Saved data entries:
═══
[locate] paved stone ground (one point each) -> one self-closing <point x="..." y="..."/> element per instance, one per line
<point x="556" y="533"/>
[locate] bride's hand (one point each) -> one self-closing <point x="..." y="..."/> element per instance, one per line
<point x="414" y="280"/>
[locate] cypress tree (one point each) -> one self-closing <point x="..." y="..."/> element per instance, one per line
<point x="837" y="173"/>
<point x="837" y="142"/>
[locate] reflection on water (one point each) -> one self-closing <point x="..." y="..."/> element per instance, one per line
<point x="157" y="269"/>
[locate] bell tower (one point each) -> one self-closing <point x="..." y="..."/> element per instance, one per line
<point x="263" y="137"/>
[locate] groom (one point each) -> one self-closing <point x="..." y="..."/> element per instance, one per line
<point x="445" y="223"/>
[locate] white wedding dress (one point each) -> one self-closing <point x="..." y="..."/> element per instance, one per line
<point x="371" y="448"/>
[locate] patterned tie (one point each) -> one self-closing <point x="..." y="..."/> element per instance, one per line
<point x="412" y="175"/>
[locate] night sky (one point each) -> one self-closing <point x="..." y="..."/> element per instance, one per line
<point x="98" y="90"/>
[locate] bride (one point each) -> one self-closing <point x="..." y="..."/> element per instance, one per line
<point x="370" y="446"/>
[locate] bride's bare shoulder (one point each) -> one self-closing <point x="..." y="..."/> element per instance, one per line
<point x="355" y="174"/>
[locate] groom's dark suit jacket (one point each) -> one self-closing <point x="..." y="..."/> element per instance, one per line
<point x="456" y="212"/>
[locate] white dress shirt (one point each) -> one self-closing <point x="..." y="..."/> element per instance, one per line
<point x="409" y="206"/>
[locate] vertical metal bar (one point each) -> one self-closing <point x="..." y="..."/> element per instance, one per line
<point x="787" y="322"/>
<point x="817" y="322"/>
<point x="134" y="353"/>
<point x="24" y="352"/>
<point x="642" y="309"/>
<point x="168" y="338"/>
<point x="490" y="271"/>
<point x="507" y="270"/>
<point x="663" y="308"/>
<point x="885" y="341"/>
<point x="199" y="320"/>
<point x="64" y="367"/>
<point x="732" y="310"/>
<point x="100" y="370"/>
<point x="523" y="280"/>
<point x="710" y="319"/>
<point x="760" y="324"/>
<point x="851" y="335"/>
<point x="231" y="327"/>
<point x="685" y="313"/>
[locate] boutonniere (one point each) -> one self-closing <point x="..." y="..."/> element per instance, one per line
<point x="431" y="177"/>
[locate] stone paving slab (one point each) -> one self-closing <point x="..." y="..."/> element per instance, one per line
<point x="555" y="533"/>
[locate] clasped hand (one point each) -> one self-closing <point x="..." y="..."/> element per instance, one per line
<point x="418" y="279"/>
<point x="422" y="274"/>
═══
**WRITTEN PROBLEM:**
Reproduce every one of the lines above, replacing "bell tower" with "church tower" and leaving everything else unchanged.

**TASK ANSWER:**
[locate] paved stone ground (one point each) -> one self-closing <point x="..." y="..."/> element per instance, one per line
<point x="556" y="533"/>
[locate] bride's hand (one point each) -> one self-closing <point x="..." y="..."/> element per instance, one per line
<point x="414" y="280"/>
[locate] cypress tree (one point each) -> one self-closing <point x="..." y="..."/> element per instance, one per line
<point x="837" y="173"/>
<point x="837" y="142"/>
[locate] reflection on water (one point each) -> one self-closing <point x="..." y="..."/> element per instance, one per line
<point x="157" y="269"/>
[locate] church tower (one point each) -> one self-closing <point x="..." y="..."/> element per instance, one per line
<point x="263" y="137"/>
[locate] groom (one point each) -> one self-closing <point x="..." y="..."/> element per instance, one per line
<point x="445" y="223"/>
[locate] white wedding dress (one point each) -> one self-closing <point x="..." y="..."/> element per instance, one per line
<point x="371" y="448"/>
[locate] patterned tie (one point each) -> one self-closing <point x="..." y="..."/> element per instance, one per line
<point x="412" y="175"/>
[locate] night sky (one point each) -> one self-closing <point x="..." y="..."/> element per instance, one per line
<point x="98" y="90"/>
[locate] bride (one point each) -> one self-closing <point x="..." y="..."/> element per instance, one per line
<point x="370" y="446"/>
[locate] bride's bare shoulder (one point each) -> one self-closing <point x="..." y="..."/> element per instance, one per line
<point x="355" y="174"/>
[locate] groom's dark suit jacket (one point each) -> one self-closing <point x="..." y="..."/> element per instance, one per line
<point x="456" y="212"/>
[locate] white dress shirt (one point each) -> one self-closing <point x="..." y="..."/> element per instance, one per line
<point x="409" y="206"/>
[locate] vertical metal bar (one point each) -> one self-closing <point x="..." y="..."/> element per instance, one per line
<point x="787" y="322"/>
<point x="817" y="322"/>
<point x="134" y="353"/>
<point x="24" y="352"/>
<point x="642" y="309"/>
<point x="168" y="338"/>
<point x="490" y="271"/>
<point x="507" y="270"/>
<point x="663" y="308"/>
<point x="885" y="341"/>
<point x="199" y="320"/>
<point x="64" y="367"/>
<point x="732" y="310"/>
<point x="100" y="370"/>
<point x="523" y="280"/>
<point x="710" y="319"/>
<point x="760" y="324"/>
<point x="851" y="335"/>
<point x="231" y="327"/>
<point x="685" y="313"/>
[locate] boutonniere (one point each) -> one self-closing <point x="..." y="..."/> element per instance, one per line
<point x="431" y="177"/>
[locate] stone paving slab (one point each) -> one self-closing <point x="..." y="..."/> element per instance, one per line
<point x="555" y="533"/>
[locate] clasped hand (one point each) -> one self-closing <point x="..." y="..."/> element per instance, one per line
<point x="418" y="279"/>
<point x="422" y="274"/>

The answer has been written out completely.